■ Entradas de um conjunto de anotações por pontos
------------------------------------------------------------------------
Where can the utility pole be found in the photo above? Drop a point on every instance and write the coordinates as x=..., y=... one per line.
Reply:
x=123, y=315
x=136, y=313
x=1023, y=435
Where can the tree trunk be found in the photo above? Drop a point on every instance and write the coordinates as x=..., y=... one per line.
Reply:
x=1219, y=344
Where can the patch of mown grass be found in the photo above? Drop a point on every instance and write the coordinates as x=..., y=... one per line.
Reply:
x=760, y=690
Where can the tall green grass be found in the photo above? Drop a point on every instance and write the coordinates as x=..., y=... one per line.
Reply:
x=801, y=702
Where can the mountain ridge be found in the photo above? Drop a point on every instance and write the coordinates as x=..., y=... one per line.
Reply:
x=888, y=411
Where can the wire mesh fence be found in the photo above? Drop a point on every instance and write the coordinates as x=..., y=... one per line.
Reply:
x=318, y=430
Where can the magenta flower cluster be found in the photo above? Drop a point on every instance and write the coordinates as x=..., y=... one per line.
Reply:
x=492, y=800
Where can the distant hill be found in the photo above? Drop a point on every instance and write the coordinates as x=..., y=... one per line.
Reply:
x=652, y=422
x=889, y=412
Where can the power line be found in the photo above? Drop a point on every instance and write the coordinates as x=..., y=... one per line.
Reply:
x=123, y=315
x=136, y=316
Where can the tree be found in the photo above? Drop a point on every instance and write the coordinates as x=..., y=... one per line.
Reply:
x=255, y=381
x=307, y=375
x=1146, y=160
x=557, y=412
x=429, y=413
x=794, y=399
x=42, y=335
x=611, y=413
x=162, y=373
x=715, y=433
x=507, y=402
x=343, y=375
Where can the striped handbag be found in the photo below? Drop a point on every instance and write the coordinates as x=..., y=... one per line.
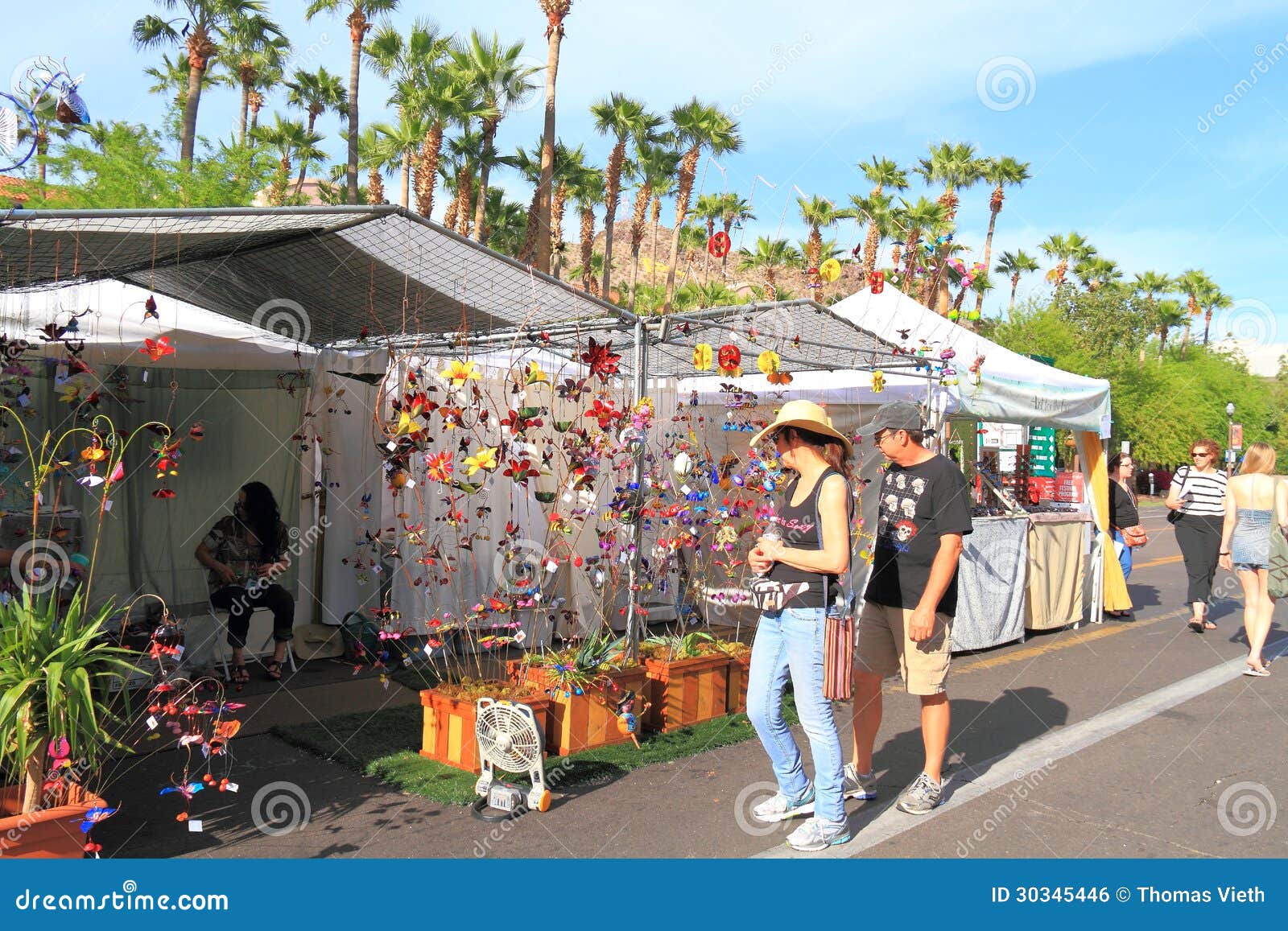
------------------------------------------------------------------------
■ TAREFA SOLICITADA
Transcreva fielmente toda a listagem acima, linha por linha, omitindo as imagens.

■ RESPOSTA COMPLETA
Where can the utility pole be found in the photo above? Drop a point on every instance and write the coordinates as x=..., y=... one per line.
Reply:
x=123, y=315
x=136, y=313
x=1023, y=435
Where can the tree trunk be found in the photo above? Drop a point on every instance and write the coordinates as x=..., y=... one per line.
Reply:
x=1219, y=344
Where can the patch of mown grass be found in the photo above? Drop a point on every instance and write the coordinates as x=..., y=... one per line.
Reply:
x=760, y=690
Where can the tall green grass be found in the photo above? Drop a point on every instance and write the coordinates as x=..., y=... one per line.
Reply:
x=801, y=702
Where can the mountain ridge be found in the photo above? Drop a point on every instance and write the coordinates as x=..., y=... one per line.
Reply:
x=888, y=411
Where can the wire mesh fence be found in the photo above? Drop a point on every instance and write the coordinates as x=..., y=... one per line.
Reply:
x=318, y=430
Where can the magenta flower cluster be found in the photo above? Drop a point on every instance and write the coordinates as x=..., y=... one per line.
Reply:
x=492, y=800
Where can the distant hill be found in the photo above? Drop a point on every instance and write the coordinates as x=..., y=... one per line.
Reply:
x=652, y=422
x=889, y=412
Where can the power line be found in the photo above? Drop a point on every instance and write the coordinates as x=..., y=... one per line.
Reply:
x=123, y=315
x=136, y=316
Where can the tree be found in the photo above? Drop a point on every instance and write the coordinates as x=..., y=... one per line.
Reply:
x=255, y=381
x=307, y=375
x=1146, y=160
x=557, y=412
x=429, y=413
x=794, y=399
x=42, y=335
x=611, y=413
x=162, y=373
x=715, y=433
x=507, y=402
x=343, y=375
Where can the striped handbag be found in the photo below? Drop a point on every instance and write the coordinates as x=..., y=... one per line.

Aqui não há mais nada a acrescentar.